Natural language region descriptions

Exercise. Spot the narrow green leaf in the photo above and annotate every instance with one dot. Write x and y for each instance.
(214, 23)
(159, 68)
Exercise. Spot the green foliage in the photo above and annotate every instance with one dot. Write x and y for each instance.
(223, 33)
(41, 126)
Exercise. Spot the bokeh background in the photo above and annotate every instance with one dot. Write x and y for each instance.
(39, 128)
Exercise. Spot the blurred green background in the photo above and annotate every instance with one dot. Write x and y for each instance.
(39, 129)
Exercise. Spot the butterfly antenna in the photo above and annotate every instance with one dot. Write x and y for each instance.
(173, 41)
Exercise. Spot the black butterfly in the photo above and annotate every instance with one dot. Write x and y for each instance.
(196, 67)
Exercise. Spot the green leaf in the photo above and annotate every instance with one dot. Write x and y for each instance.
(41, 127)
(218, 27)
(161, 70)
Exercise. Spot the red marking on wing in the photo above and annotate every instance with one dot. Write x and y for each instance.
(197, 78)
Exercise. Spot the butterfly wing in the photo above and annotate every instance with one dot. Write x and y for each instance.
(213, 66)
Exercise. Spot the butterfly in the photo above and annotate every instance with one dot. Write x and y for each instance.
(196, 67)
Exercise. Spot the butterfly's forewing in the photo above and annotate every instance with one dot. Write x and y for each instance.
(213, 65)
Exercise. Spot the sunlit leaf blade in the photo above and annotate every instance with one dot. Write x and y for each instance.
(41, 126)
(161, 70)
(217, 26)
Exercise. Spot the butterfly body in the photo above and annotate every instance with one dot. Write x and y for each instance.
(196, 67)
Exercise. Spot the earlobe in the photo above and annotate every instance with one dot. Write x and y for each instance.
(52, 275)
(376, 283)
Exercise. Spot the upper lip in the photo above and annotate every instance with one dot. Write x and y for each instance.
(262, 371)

_What the task requires:_
Output each of the records exactly as it stands above.

_Solution for this problem:_
Exercise. Spot the narrow green leaf in the photo above and annotate every instance with one dot. Write x and y for each instance.
(214, 23)
(159, 68)
Exercise. Spot the green foliage in the photo above and annotate every instance with one dot. Write x and y for each instance.
(223, 33)
(41, 126)
Exercise. Spot the bokeh background in the photo above and annotate every instance with one dot. Write x and y for each instance.
(39, 128)
Exercise. Spot the blurred green background in the photo above and annotate every instance with one dot. Write x and y for each instance.
(39, 129)
Exercise. Spot the butterfly antenna in the photo above and annotate every instance with one dot. Write x and y for each instance.
(173, 41)
Exercise. Spot the black butterfly in the photo above and annotate every instance with one dot. Write x and y for each instance.
(196, 67)
Exercise. Spot the green leaf in the photo above and annotate every instance with one dot. Write x and y for each instance.
(41, 127)
(218, 27)
(161, 70)
Exercise. Spot the red marking on wing in the photo above and annotate every instance with one dot. Write x and y for each instance.
(197, 78)
Exercise. Spot the butterfly wing in the photo above and annotate every instance with one dot. Write x and y for each instance.
(213, 66)
Exercise. Spot the butterfly in the photo above and annotate every instance with one dot. Write x and y for each instance.
(196, 67)
Exercise. Spot the butterfly's forewing in the photo above and annotate every instance with one dot. Write x and y for each instance.
(213, 65)
Exercise. Spot the sunlit leaf blade in the photo above and annotate every instance with one dot. Write x and y for each instance.
(41, 126)
(161, 70)
(217, 26)
Exercise. Spot the butterfly body in the photo above and annotate every instance with one dot. Write x and y for each instance.
(196, 67)
Exercise. Spot the earlobe in the photo above and annotate every instance with one dot. Write x and y for each instance.
(52, 275)
(376, 283)
Exercise. Spot the upper lip in the photo above and annotate every instance with one dot. Write x and y for each instance.
(262, 371)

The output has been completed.